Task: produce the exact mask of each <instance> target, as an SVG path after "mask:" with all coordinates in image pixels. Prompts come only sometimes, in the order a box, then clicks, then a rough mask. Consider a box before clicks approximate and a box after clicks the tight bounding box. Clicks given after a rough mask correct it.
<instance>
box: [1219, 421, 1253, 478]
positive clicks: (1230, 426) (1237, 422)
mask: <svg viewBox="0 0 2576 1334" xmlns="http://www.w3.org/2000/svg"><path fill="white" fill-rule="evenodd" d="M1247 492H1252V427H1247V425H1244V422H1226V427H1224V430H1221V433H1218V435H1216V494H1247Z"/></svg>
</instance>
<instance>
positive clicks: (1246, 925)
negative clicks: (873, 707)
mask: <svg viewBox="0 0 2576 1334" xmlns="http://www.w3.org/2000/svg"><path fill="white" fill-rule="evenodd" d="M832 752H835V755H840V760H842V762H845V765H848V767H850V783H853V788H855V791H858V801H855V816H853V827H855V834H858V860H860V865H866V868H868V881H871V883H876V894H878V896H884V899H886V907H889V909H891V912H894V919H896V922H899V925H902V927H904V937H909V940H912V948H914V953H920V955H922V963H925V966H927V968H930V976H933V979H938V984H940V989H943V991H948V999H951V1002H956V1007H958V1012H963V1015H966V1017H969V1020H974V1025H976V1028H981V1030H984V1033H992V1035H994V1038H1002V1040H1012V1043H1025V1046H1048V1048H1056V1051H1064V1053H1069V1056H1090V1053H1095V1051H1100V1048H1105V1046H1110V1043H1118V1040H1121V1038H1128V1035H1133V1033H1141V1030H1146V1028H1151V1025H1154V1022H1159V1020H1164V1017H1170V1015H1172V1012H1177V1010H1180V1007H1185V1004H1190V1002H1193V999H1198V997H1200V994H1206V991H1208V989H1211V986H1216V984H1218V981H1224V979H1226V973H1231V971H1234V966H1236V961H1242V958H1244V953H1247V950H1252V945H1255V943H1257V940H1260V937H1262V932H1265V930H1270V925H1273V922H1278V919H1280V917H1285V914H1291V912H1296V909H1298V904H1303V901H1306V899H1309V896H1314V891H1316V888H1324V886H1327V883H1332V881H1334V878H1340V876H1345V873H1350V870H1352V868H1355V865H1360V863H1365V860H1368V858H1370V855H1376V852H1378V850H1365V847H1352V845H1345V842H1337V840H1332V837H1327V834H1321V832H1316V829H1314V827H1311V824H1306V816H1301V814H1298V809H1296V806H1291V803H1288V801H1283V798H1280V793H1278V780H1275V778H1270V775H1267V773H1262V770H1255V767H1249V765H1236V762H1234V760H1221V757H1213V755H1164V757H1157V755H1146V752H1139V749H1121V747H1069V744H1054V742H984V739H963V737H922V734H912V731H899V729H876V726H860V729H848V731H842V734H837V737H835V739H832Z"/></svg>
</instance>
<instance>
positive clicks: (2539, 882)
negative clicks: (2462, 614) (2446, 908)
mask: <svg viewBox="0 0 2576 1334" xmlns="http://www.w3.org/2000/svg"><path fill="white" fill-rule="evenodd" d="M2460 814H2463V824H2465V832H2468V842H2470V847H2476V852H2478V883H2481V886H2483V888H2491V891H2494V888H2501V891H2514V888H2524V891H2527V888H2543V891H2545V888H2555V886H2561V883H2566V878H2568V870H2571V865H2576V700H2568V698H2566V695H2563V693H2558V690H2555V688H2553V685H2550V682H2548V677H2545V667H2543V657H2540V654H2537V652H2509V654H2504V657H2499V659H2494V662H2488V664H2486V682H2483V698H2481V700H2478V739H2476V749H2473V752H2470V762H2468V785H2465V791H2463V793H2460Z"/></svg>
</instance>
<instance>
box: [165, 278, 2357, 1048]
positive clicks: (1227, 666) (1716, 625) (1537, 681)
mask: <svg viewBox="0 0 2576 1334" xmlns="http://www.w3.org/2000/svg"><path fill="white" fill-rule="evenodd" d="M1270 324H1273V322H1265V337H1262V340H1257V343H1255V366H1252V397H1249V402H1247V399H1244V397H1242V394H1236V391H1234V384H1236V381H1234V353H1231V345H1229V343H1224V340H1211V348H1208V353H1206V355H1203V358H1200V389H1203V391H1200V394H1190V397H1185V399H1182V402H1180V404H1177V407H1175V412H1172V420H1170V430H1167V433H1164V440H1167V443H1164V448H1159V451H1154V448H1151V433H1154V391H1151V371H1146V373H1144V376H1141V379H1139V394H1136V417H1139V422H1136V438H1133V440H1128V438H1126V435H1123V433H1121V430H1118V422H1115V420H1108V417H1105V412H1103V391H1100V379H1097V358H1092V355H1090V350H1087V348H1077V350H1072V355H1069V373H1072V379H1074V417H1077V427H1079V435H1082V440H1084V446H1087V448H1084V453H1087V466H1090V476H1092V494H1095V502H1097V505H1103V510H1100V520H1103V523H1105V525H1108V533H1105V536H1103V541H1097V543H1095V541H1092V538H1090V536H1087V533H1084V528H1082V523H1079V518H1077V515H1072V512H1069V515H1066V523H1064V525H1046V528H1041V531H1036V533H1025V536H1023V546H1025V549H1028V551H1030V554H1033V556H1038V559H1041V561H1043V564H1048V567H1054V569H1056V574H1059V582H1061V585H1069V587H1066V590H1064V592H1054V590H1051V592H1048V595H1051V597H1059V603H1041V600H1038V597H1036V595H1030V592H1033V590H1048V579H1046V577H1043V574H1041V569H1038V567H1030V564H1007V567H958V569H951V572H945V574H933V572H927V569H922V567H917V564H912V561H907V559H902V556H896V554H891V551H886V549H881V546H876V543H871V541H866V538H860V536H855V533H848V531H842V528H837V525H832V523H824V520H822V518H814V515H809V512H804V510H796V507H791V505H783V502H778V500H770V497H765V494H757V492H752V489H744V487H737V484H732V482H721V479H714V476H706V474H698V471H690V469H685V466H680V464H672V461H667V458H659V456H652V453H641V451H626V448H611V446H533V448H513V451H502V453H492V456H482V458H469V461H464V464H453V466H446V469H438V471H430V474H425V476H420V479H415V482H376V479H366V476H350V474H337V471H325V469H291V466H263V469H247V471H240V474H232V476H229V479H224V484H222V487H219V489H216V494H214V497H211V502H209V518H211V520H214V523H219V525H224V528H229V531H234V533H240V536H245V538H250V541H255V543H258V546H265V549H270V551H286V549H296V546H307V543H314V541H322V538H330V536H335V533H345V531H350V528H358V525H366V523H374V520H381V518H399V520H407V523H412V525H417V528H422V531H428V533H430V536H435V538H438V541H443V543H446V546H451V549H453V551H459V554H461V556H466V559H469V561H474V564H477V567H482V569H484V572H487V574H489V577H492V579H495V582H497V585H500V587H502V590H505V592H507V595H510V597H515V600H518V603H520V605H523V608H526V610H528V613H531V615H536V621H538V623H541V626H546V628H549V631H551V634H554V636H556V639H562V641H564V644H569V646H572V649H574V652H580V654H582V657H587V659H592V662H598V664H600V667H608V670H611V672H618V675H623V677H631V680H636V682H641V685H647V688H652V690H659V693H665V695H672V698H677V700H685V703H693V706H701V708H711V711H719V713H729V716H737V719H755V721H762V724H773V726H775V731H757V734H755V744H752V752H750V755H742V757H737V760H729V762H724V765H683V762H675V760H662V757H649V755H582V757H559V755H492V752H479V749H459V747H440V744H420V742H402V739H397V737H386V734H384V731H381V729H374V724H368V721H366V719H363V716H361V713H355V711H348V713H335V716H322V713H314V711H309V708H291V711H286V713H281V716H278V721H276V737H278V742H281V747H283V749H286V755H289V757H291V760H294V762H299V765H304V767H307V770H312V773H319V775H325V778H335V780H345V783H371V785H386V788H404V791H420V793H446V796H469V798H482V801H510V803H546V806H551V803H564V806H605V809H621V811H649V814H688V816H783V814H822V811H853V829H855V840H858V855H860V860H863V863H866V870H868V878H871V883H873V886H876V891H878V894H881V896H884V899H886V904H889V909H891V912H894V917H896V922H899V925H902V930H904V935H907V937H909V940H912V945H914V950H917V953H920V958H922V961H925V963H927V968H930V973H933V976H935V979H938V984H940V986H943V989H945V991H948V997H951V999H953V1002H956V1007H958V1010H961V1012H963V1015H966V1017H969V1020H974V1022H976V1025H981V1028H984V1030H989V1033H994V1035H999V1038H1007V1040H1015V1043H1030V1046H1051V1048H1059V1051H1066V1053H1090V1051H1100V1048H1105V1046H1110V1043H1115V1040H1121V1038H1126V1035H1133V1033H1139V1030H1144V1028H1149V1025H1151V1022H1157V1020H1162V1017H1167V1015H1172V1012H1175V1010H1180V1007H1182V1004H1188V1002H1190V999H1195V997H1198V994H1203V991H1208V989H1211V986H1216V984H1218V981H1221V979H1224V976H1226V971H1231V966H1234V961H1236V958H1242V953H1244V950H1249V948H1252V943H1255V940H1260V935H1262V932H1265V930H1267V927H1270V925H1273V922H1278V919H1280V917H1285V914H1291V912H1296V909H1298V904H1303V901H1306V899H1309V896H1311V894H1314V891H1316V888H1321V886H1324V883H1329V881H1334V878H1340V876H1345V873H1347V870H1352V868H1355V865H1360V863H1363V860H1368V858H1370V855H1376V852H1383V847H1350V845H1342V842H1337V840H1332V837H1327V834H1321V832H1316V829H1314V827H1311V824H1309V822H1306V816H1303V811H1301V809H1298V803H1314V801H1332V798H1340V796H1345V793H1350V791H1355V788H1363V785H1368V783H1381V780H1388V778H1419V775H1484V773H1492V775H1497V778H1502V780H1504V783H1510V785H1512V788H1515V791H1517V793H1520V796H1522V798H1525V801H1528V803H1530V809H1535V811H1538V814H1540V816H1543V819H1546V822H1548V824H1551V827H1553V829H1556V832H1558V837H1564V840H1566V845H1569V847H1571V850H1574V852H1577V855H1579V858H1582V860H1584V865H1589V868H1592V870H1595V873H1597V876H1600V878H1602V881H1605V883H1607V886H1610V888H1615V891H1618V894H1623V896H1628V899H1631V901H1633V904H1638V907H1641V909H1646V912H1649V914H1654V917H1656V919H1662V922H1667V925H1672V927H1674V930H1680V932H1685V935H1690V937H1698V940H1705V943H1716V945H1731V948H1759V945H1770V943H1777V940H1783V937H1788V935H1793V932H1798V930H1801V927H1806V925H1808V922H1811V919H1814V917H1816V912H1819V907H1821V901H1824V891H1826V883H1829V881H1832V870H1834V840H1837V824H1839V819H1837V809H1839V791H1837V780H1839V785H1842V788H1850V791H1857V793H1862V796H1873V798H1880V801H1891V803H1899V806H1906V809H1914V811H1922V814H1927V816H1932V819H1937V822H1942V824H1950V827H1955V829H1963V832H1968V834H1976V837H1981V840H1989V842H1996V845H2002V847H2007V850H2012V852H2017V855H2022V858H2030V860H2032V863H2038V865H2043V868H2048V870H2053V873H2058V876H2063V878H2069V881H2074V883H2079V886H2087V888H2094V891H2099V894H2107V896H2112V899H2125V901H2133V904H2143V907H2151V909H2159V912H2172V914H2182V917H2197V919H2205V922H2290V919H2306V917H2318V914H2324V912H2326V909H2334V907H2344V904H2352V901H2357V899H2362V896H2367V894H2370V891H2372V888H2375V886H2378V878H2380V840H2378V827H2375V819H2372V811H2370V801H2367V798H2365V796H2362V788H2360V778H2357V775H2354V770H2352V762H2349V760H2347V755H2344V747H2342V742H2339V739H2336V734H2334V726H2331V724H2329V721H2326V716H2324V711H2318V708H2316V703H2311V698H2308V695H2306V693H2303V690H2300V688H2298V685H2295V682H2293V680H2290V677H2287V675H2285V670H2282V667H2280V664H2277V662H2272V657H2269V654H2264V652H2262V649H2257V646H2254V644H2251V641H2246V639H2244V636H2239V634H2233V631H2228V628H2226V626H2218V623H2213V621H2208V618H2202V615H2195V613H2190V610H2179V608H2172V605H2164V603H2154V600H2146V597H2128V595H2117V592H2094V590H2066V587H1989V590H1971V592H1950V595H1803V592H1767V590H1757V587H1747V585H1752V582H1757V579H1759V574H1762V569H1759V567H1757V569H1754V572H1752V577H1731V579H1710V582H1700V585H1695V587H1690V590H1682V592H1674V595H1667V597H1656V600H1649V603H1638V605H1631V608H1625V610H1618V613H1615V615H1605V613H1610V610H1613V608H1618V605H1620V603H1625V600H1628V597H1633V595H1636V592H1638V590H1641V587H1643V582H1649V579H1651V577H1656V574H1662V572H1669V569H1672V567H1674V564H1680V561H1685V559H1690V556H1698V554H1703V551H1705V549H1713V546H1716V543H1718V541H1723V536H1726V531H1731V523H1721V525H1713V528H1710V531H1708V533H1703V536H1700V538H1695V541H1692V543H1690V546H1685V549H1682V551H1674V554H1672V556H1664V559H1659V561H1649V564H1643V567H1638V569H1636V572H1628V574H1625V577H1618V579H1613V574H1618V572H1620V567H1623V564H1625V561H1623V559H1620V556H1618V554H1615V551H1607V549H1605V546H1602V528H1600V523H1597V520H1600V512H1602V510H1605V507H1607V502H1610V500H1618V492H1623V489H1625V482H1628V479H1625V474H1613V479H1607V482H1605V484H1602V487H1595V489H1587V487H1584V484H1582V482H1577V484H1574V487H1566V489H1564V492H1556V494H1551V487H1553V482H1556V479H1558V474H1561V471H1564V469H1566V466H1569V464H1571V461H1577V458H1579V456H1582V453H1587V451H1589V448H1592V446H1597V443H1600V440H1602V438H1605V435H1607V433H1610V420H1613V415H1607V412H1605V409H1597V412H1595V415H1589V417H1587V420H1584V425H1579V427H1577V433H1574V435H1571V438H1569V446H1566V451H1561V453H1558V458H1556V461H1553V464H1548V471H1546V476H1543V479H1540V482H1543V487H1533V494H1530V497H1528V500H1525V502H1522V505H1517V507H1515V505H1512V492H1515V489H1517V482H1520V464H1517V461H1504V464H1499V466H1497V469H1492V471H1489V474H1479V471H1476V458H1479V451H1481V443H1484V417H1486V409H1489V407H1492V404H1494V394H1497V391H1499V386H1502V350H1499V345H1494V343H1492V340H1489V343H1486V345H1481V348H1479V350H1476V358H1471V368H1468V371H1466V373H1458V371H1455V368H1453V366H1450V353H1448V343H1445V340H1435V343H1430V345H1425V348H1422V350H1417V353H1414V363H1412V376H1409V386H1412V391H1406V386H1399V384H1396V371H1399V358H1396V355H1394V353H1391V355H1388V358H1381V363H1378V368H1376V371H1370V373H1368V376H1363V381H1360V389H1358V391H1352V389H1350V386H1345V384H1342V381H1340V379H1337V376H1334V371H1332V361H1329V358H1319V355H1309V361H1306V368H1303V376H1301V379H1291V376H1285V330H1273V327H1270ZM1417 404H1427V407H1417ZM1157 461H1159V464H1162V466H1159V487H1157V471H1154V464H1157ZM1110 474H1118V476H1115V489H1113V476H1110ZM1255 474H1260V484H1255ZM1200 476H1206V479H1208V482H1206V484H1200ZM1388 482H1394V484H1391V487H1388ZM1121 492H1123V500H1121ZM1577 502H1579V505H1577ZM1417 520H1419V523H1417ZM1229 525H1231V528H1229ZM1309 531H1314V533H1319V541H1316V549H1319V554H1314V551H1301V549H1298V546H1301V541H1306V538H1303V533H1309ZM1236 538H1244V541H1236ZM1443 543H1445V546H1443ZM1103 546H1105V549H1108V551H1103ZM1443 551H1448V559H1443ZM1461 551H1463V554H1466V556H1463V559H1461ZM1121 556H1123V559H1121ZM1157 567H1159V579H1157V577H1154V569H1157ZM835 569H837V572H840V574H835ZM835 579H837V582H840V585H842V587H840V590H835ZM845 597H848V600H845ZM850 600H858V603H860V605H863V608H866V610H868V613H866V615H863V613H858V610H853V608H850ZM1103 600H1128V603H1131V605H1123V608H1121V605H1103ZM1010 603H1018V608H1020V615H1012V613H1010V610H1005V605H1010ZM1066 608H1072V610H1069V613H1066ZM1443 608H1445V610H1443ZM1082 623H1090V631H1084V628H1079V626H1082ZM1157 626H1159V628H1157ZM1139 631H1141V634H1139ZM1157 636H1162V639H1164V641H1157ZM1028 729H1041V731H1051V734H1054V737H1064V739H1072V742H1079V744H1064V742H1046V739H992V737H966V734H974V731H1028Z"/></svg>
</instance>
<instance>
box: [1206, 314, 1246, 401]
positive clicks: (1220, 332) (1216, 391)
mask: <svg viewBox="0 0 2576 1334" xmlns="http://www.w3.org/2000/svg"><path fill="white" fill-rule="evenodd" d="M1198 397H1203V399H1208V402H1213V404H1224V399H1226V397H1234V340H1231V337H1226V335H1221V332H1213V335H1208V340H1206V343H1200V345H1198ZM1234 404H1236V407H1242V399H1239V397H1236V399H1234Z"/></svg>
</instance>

> [EXERCISE GOAL]:
Report back every line of the entries in which "negative" occurs.

> [OUTPUT OF THE EXERCISE]:
negative clicks: (873, 707)
negative clicks: (2462, 614) (2446, 908)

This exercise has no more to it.